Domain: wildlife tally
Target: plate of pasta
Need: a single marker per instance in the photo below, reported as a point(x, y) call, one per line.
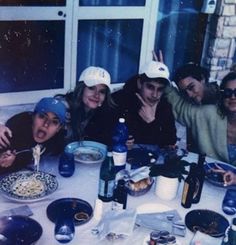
point(28, 185)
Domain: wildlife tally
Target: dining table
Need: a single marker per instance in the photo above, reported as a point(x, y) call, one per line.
point(83, 184)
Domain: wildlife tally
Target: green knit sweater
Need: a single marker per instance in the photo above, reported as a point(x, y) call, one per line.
point(208, 128)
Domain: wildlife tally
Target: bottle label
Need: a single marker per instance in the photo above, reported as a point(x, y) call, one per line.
point(185, 192)
point(106, 188)
point(119, 158)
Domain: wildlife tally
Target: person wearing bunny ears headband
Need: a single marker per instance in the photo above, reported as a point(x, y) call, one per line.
point(91, 107)
point(148, 115)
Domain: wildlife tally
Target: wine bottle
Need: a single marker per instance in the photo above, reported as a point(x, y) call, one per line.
point(200, 177)
point(107, 179)
point(119, 148)
point(189, 188)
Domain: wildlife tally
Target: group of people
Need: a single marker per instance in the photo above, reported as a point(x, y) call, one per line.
point(148, 102)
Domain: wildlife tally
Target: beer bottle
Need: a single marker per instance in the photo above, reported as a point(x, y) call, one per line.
point(189, 188)
point(107, 179)
point(200, 177)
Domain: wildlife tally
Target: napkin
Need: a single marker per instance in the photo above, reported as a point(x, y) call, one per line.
point(205, 239)
point(21, 210)
point(169, 221)
point(116, 224)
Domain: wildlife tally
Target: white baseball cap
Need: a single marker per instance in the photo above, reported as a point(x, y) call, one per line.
point(155, 69)
point(94, 75)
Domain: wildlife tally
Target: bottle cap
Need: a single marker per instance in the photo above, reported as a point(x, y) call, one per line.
point(121, 120)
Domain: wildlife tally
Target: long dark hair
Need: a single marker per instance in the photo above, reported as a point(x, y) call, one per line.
point(221, 108)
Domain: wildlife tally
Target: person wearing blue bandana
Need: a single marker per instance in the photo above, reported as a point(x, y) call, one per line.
point(43, 126)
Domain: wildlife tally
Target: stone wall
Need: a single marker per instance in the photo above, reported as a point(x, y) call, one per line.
point(220, 40)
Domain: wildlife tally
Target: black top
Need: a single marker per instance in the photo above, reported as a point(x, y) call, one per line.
point(22, 138)
point(161, 131)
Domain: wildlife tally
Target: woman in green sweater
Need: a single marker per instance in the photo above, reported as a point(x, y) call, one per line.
point(213, 126)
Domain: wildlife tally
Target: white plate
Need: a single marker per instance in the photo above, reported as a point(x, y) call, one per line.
point(16, 186)
point(147, 238)
point(148, 208)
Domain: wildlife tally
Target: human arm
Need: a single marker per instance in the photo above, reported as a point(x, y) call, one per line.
point(7, 158)
point(5, 133)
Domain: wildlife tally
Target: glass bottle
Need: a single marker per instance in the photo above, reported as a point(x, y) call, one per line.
point(107, 179)
point(189, 188)
point(200, 177)
point(120, 196)
point(66, 165)
point(230, 234)
point(119, 148)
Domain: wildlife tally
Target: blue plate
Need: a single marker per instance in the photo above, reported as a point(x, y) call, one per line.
point(206, 221)
point(87, 152)
point(78, 209)
point(20, 230)
point(217, 178)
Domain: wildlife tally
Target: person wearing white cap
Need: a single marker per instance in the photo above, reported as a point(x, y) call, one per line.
point(26, 130)
point(91, 107)
point(148, 114)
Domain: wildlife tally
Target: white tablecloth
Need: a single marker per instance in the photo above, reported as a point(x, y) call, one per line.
point(84, 185)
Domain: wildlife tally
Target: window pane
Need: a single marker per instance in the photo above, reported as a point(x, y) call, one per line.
point(31, 55)
point(112, 2)
point(32, 2)
point(112, 44)
point(178, 44)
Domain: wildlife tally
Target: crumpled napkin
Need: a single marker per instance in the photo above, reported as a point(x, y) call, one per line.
point(134, 174)
point(205, 239)
point(169, 221)
point(116, 224)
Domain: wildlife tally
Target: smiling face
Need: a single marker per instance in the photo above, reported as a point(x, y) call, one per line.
point(230, 101)
point(45, 126)
point(193, 88)
point(93, 97)
point(151, 91)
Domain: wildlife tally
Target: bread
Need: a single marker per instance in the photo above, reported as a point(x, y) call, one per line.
point(140, 185)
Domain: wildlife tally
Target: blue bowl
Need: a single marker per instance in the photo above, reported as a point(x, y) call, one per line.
point(20, 230)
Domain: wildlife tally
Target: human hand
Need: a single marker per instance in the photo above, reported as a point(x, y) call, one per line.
point(5, 132)
point(147, 112)
point(7, 158)
point(229, 178)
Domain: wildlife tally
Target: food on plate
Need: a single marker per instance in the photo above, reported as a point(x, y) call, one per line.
point(28, 187)
point(140, 185)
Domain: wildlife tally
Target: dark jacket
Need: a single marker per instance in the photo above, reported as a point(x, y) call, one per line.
point(22, 138)
point(161, 131)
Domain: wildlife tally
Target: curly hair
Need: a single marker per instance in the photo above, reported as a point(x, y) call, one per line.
point(221, 108)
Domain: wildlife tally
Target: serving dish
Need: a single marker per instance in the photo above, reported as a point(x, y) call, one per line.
point(87, 152)
point(28, 186)
point(20, 230)
point(206, 221)
point(77, 209)
point(140, 188)
point(216, 178)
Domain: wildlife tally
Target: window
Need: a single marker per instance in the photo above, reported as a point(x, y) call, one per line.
point(44, 45)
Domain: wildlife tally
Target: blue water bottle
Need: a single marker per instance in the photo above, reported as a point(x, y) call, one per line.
point(119, 148)
point(229, 202)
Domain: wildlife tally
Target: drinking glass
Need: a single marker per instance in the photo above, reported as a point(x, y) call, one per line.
point(64, 229)
point(66, 165)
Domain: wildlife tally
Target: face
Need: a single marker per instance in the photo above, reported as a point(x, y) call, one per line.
point(193, 88)
point(230, 100)
point(151, 92)
point(93, 97)
point(45, 126)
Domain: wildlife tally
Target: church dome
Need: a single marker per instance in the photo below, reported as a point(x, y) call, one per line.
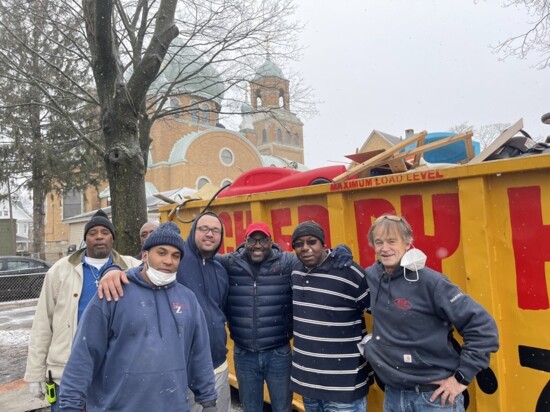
point(183, 62)
point(269, 69)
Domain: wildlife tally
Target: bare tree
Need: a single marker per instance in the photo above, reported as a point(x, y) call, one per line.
point(129, 46)
point(535, 39)
point(40, 149)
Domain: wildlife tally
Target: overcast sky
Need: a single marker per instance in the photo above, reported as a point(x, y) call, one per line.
point(392, 65)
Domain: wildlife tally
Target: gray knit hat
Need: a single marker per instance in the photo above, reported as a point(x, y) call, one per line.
point(165, 234)
point(100, 218)
point(309, 229)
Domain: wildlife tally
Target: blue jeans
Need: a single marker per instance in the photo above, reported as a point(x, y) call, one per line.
point(273, 367)
point(401, 400)
point(318, 405)
point(54, 407)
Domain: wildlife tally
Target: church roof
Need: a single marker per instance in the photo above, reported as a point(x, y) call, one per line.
point(269, 69)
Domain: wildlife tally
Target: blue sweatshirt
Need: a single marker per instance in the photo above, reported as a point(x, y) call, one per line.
point(208, 280)
point(140, 353)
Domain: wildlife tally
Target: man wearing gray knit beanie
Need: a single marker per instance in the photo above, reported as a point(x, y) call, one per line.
point(69, 286)
point(143, 352)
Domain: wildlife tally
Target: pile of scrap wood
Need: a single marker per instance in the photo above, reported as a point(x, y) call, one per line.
point(397, 160)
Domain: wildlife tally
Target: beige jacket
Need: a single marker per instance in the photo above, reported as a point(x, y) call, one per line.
point(55, 320)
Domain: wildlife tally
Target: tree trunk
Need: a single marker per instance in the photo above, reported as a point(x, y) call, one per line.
point(126, 174)
point(38, 217)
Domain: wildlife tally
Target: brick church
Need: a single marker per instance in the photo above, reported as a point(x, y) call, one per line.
point(192, 149)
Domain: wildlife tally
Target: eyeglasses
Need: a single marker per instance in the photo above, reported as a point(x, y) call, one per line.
point(300, 244)
point(206, 229)
point(252, 241)
point(393, 218)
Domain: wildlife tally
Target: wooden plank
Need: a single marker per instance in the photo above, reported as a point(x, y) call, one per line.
point(499, 141)
point(380, 158)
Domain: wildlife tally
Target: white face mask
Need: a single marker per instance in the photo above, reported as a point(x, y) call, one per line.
point(413, 259)
point(159, 278)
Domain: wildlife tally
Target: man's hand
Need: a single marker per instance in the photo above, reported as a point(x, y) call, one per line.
point(209, 406)
point(341, 257)
point(110, 285)
point(449, 389)
point(37, 389)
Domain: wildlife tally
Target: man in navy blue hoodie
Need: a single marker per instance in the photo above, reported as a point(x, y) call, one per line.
point(143, 352)
point(209, 281)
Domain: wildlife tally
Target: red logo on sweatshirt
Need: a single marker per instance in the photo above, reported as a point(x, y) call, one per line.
point(403, 304)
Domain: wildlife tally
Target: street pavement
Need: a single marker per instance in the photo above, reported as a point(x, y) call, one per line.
point(15, 324)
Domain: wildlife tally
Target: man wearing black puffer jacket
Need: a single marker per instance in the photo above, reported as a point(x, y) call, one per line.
point(259, 315)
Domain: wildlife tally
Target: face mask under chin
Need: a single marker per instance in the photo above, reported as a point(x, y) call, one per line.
point(413, 259)
point(159, 278)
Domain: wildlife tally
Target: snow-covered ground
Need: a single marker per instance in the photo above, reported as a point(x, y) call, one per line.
point(15, 325)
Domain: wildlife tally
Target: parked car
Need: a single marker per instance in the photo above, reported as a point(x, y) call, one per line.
point(21, 277)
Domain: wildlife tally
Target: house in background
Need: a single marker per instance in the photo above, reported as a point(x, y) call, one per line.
point(23, 228)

## [How to complete this task]
In the records above, find each line with the string "face" and list it.

## [Exercise response]
Target: smiling face
Target: face
Target: white face mask
Target: face mask under chin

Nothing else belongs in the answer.